Goal | Extract the text of all the records below word for word, leaving out the pictures.

•••

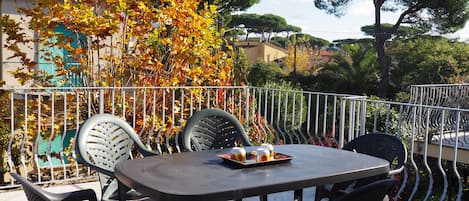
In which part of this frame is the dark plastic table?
[115,145,389,201]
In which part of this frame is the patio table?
[115,145,389,201]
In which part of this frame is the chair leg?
[293,189,303,201]
[117,180,127,201]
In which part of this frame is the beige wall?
[2,0,37,87]
[236,41,288,65]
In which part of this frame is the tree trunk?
[376,36,389,98]
[375,0,389,98]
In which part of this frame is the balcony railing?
[0,86,469,200]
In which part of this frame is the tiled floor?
[0,182,315,201]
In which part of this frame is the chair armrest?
[388,166,404,175]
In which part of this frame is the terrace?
[0,85,469,200]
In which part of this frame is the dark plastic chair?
[75,114,157,200]
[316,134,407,200]
[10,172,97,201]
[334,179,398,201]
[183,108,252,151]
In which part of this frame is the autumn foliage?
[2,0,232,86]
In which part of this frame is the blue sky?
[246,0,469,41]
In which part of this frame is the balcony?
[0,85,469,200]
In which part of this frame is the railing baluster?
[34,93,42,182]
[20,92,29,177]
[453,111,463,201]
[423,109,433,200]
[438,110,448,201]
[60,92,68,179]
[408,107,420,201]
[7,90,15,185]
[46,90,57,181]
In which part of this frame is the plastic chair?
[334,179,397,201]
[315,134,407,200]
[183,108,252,151]
[10,172,97,201]
[75,114,157,200]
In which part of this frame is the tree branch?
[391,2,424,33]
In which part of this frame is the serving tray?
[217,152,293,168]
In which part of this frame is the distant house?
[236,41,288,65]
[0,0,87,87]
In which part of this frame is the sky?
[244,0,469,42]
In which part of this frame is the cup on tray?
[261,143,275,160]
[230,147,246,162]
[256,148,270,162]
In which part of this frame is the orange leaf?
[75,47,83,54]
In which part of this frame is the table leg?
[293,189,303,201]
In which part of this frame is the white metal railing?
[0,86,469,200]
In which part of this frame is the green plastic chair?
[183,108,252,151]
[75,114,158,200]
[10,172,97,201]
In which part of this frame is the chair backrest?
[183,108,252,151]
[343,133,407,174]
[10,172,49,201]
[10,172,97,201]
[334,179,397,201]
[75,114,156,200]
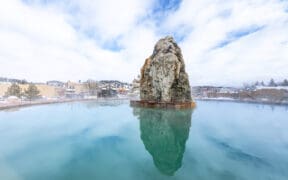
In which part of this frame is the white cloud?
[0,0,288,85]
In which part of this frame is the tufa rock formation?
[140,36,192,103]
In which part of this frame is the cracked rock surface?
[140,36,192,102]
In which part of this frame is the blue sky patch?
[212,25,265,49]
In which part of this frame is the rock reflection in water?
[133,108,192,176]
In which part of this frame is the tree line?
[5,83,40,101]
[254,78,288,87]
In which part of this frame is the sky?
[0,0,288,86]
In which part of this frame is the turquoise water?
[0,101,288,180]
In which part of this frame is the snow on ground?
[256,86,288,90]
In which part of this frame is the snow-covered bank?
[0,98,128,110]
[194,97,288,106]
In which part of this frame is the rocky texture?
[133,108,192,176]
[140,36,192,102]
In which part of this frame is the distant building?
[46,81,65,87]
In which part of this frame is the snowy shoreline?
[194,97,288,106]
[0,98,129,111]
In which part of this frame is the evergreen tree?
[5,83,21,97]
[282,79,288,86]
[25,84,40,101]
[269,79,277,87]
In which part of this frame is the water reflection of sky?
[0,102,288,180]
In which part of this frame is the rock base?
[130,100,196,109]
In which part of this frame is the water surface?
[0,101,288,180]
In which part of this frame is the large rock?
[140,36,192,102]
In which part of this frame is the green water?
[0,101,288,180]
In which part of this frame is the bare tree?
[24,83,40,101]
[85,80,98,96]
[5,83,22,97]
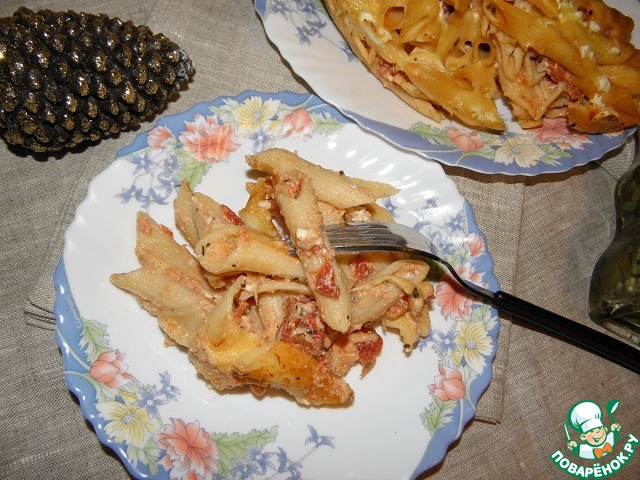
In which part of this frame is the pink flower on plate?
[156,418,218,480]
[429,365,465,402]
[464,233,486,257]
[89,351,133,389]
[180,114,238,163]
[147,125,176,150]
[436,263,482,320]
[532,118,592,150]
[282,108,313,138]
[447,126,484,153]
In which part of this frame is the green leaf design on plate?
[80,319,111,363]
[209,98,240,123]
[174,148,211,187]
[420,397,456,434]
[538,143,573,165]
[211,426,278,478]
[311,113,344,135]
[409,122,455,148]
[127,438,160,475]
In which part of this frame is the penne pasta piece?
[275,170,351,332]
[246,148,398,208]
[238,177,280,238]
[193,278,353,405]
[195,223,305,280]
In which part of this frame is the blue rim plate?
[255,0,640,176]
[54,91,500,480]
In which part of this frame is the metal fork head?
[326,222,433,253]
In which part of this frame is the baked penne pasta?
[111,146,433,405]
[275,170,351,333]
[325,0,640,133]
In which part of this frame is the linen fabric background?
[0,0,640,479]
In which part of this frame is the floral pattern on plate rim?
[55,92,499,479]
[256,0,636,175]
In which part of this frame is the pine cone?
[0,7,193,152]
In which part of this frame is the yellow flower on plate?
[233,97,280,135]
[495,136,545,168]
[96,402,162,447]
[452,320,492,372]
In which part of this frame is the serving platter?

•••

Exercise response |
In which part of this frame is the dark plastic table?
[115,145,389,201]
In which part of this frame is the patio table?
[115,145,389,201]
In which part of this frame is the chair leg?
[293,189,303,201]
[117,180,127,201]
In which part of this frame is the beige wall?
[2,0,37,87]
[236,41,288,65]
In which part of this frame is the tree trunk?
[376,36,389,98]
[375,0,389,98]
In which part of this frame is the balcony railing?
[0,86,469,200]
In which part of this frame is the tiled floor?
[0,182,315,201]
In which part of this frame is the chair armrest?
[388,166,404,175]
In which part of this frame is the terrace?
[0,85,469,200]
In which part of this frame is the dark plastic chair?
[75,114,157,200]
[316,134,407,200]
[10,172,97,201]
[334,179,398,201]
[183,108,252,151]
In which part of this frame is the autumn foliage?
[2,0,232,86]
In which part of this frame is the blue sky?
[246,0,469,41]
In which part of this frame is the balcony?
[0,85,469,200]
In which part of this frame is the railing baluster?
[34,93,42,182]
[20,92,29,177]
[453,111,463,201]
[423,109,433,200]
[438,110,448,201]
[60,92,68,179]
[408,107,420,201]
[7,90,15,185]
[46,90,57,181]
In which part of this frame is the plastic chair?
[334,179,397,201]
[315,134,407,200]
[183,108,252,151]
[10,172,97,201]
[75,114,157,200]
In which part of this frame is the tree branch?
[391,2,424,33]
In which part of this frame is the serving tray?
[217,152,293,168]
In which part of this frame is the distant house?
[236,41,288,65]
[0,0,87,87]
In which part of this frame is the sky?
[244,0,469,42]
In which part of this frame is the cup on tray?
[261,143,275,160]
[230,147,246,162]
[256,148,270,162]
In which part of this frame is the orange leaf?
[75,47,83,54]
In which part of this frame is the table leg?
[293,189,303,201]
In which part of this frame is the white metal railing?
[0,86,469,200]
In which part of this frame is the green plastic chair?
[183,108,252,151]
[75,114,158,200]
[10,172,97,201]
In which part of this frame is the chair backrest?
[183,108,252,151]
[343,133,407,174]
[10,172,49,201]
[10,172,97,201]
[334,179,397,201]
[75,114,156,200]
In which part of this frame is the white cloud?
[0,0,288,85]
In which part of this frame is the tufa rock formation?
[140,36,192,103]
In which part of this frame is the cracked rock surface?
[140,36,192,102]
In which part of this frame is the blue sky patch?
[212,25,265,49]
In which part of this frame is the rock reflection in water?
[133,108,192,176]
In which part of this frame is the tree line?
[5,83,40,101]
[254,78,288,87]
In which part of this frame is the sky?
[0,0,288,86]
In which part of this frame is the turquoise water?
[0,101,288,180]
In which part of this frame is the snow on ground?
[256,86,288,90]
In which part of this frame is the snow-covered bank?
[0,98,128,110]
[194,97,288,106]
In which part of this frame is the rocky texture?
[133,108,192,176]
[140,36,192,102]
In which part of this frame is the distant building?
[46,81,65,87]
In which part of this frame is the snowy shoreline?
[194,97,288,106]
[0,98,129,111]
In which part of this frame is the evergreen tree?
[5,83,21,97]
[282,79,288,86]
[25,84,40,101]
[269,79,277,87]
In which part of this frame is the water reflection of sky?
[0,102,288,180]
In which part of this frame is the rock base?
[130,100,196,109]
In which part of this frame is the water surface?
[0,101,288,180]
In which part of this frame is the large rock?
[140,36,192,102]
In which part of this frame is the green water?
[0,101,288,180]
In which part of this frame is the bare tree?
[24,83,40,101]
[85,80,98,96]
[5,83,22,97]
In which part of this frame is the pink flower on plate?
[156,418,218,480]
[429,365,465,402]
[464,233,486,257]
[89,351,133,389]
[180,114,238,163]
[147,125,176,150]
[436,263,482,320]
[532,118,592,150]
[282,108,313,138]
[447,126,484,153]
In which part of this frame is the green leaf design on plate?
[80,319,111,363]
[209,98,240,123]
[174,148,211,187]
[420,397,456,434]
[538,143,573,165]
[211,426,278,478]
[311,113,344,135]
[409,122,455,148]
[127,438,160,475]
In which part of this frame is the penne pasta piece?
[275,170,351,332]
[246,148,398,208]
[238,177,280,238]
[193,278,353,405]
[195,223,305,280]
In which part of this frame is the blue rim plate?
[255,0,640,176]
[54,91,500,480]
In which part of this frame is the metal fork head?
[326,222,433,253]
In which part of this frame is the baked penne pasta?
[111,146,433,405]
[275,170,351,333]
[325,0,640,133]
In which part of this frame is the linen fabric background?
[0,0,640,479]
In which part of this frame is the floral pattern on plate rim?
[55,92,499,479]
[256,0,636,175]
In which part of this frame is the pine cone?
[0,7,193,152]
In which part of this frame is the yellow flower on plate?
[233,97,280,135]
[495,136,545,168]
[96,402,162,447]
[452,320,492,372]
In which part of this frame is the serving platter?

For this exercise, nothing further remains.